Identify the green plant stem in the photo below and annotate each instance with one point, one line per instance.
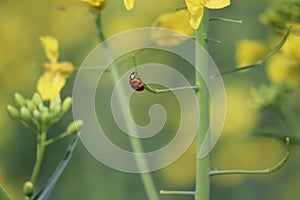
(202, 164)
(55, 139)
(271, 170)
(225, 20)
(261, 61)
(288, 120)
(41, 146)
(135, 142)
(177, 192)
....
_WRITTEN REQUEST_.
Rewrite the lines above as a numbered list, skipping any blank lines and leaving out the pictures.

_COMPLETED TASK_.
1. Identify the green plant stem in the photo below and annotate each instance with one point, one line per instance.
2. (202, 164)
3. (55, 139)
4. (271, 170)
5. (225, 20)
6. (261, 61)
7. (288, 120)
8. (41, 146)
9. (135, 142)
10. (177, 192)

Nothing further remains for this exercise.